■ Listing ■
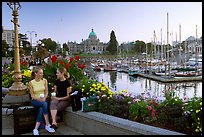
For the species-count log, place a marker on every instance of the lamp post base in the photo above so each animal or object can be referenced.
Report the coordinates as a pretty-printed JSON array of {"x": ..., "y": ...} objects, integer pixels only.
[{"x": 17, "y": 89}]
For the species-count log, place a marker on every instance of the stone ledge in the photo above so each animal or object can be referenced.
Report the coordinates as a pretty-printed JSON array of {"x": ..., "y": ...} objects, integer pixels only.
[{"x": 95, "y": 123}]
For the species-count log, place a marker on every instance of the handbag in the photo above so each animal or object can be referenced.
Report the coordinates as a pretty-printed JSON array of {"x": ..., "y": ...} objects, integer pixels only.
[
  {"x": 76, "y": 100},
  {"x": 89, "y": 104},
  {"x": 24, "y": 119}
]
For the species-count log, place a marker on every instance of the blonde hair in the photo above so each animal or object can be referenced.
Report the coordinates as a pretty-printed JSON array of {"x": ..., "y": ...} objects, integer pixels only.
[
  {"x": 64, "y": 70},
  {"x": 35, "y": 70}
]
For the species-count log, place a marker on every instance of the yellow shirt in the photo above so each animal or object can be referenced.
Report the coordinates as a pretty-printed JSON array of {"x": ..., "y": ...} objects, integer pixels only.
[{"x": 38, "y": 87}]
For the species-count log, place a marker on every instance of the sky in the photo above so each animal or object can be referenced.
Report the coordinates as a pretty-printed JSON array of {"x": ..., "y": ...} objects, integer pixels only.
[{"x": 131, "y": 21}]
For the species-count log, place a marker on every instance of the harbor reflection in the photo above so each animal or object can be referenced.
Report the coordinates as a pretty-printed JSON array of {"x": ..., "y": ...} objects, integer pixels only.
[{"x": 118, "y": 81}]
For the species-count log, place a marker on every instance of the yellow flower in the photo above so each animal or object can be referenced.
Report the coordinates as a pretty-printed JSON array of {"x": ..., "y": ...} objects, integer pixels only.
[
  {"x": 197, "y": 111},
  {"x": 27, "y": 73}
]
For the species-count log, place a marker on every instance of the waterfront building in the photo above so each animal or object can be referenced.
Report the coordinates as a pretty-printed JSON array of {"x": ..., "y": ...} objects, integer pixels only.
[{"x": 91, "y": 45}]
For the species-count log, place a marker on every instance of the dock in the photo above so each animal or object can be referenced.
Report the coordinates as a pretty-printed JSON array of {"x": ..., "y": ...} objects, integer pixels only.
[{"x": 168, "y": 79}]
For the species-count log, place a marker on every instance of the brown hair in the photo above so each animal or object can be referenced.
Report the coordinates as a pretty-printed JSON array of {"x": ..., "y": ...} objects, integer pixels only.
[
  {"x": 35, "y": 70},
  {"x": 64, "y": 70}
]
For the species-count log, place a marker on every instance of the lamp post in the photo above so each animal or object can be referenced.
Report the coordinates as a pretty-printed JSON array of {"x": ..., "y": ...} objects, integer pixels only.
[
  {"x": 17, "y": 88},
  {"x": 40, "y": 45},
  {"x": 35, "y": 34}
]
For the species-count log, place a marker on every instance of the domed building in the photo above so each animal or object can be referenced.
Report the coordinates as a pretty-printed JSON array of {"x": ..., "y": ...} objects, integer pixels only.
[{"x": 91, "y": 45}]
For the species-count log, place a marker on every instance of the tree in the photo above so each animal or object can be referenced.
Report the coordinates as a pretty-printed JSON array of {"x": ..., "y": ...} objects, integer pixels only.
[
  {"x": 113, "y": 44},
  {"x": 65, "y": 49},
  {"x": 5, "y": 47},
  {"x": 49, "y": 44},
  {"x": 139, "y": 47}
]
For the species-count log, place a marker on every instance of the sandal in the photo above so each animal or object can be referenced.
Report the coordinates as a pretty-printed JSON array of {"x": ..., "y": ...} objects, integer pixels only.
[{"x": 54, "y": 126}]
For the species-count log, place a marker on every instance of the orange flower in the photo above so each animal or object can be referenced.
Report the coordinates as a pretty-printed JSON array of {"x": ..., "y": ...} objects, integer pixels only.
[{"x": 77, "y": 57}]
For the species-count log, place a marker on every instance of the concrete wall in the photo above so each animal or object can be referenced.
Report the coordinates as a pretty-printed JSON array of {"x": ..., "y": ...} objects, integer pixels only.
[{"x": 95, "y": 123}]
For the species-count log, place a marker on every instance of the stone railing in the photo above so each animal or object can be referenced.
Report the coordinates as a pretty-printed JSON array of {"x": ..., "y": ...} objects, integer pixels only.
[{"x": 95, "y": 123}]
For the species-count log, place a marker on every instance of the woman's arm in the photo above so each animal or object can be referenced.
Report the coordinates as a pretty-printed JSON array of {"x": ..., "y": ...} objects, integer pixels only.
[
  {"x": 30, "y": 86},
  {"x": 46, "y": 88}
]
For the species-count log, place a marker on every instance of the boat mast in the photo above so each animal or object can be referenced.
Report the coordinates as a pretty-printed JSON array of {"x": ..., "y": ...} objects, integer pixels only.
[
  {"x": 185, "y": 54},
  {"x": 168, "y": 50},
  {"x": 196, "y": 51},
  {"x": 161, "y": 47},
  {"x": 146, "y": 58},
  {"x": 180, "y": 48}
]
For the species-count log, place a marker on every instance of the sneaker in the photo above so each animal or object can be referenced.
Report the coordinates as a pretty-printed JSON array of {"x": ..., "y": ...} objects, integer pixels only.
[
  {"x": 49, "y": 129},
  {"x": 35, "y": 132}
]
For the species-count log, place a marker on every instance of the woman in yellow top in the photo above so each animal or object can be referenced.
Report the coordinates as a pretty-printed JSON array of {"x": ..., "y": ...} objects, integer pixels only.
[{"x": 38, "y": 88}]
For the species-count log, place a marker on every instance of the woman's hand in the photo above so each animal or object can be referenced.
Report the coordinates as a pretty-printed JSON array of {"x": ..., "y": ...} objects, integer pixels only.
[
  {"x": 57, "y": 98},
  {"x": 41, "y": 99}
]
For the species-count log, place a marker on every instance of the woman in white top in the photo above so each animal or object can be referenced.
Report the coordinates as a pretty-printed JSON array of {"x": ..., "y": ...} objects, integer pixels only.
[{"x": 38, "y": 88}]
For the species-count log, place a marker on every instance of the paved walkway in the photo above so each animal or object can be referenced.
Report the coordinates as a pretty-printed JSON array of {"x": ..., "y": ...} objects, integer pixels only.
[{"x": 62, "y": 130}]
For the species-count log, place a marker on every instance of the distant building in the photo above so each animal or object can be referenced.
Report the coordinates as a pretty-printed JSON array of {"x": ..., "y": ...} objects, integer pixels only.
[
  {"x": 8, "y": 36},
  {"x": 91, "y": 45},
  {"x": 192, "y": 43}
]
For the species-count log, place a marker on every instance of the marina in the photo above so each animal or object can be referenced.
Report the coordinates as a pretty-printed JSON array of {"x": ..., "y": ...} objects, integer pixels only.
[{"x": 118, "y": 81}]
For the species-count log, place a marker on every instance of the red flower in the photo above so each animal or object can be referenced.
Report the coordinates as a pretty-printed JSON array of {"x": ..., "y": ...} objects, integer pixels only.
[
  {"x": 67, "y": 65},
  {"x": 24, "y": 63},
  {"x": 54, "y": 58},
  {"x": 153, "y": 112},
  {"x": 82, "y": 66},
  {"x": 149, "y": 108},
  {"x": 61, "y": 62},
  {"x": 77, "y": 57}
]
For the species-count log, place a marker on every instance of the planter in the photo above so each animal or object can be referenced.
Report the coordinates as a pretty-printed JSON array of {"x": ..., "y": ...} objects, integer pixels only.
[{"x": 95, "y": 123}]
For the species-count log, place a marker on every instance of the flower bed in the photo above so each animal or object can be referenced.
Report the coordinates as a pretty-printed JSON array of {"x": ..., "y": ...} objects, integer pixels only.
[{"x": 173, "y": 113}]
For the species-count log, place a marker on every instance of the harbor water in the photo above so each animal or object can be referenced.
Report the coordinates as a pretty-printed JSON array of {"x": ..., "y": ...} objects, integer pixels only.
[{"x": 118, "y": 81}]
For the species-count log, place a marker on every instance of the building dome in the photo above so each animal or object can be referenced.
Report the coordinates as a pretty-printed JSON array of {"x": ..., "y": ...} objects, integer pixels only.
[{"x": 92, "y": 35}]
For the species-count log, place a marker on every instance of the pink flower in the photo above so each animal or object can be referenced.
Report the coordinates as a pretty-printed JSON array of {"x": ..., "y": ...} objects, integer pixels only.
[{"x": 149, "y": 108}]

■ Your goal ■
Please quote the records word for word, starting at the line that contains "of the pink" and ending at the final line of the records.

■ Worked answer ■
For the species-count log, place a marker on every instance of the pink flower in the photo above so each animal or object can be referenced.
Report the coordinates as a pretty-printed JSON array of {"x": ..., "y": ...} objects, integer pixels only.
[{"x": 149, "y": 108}]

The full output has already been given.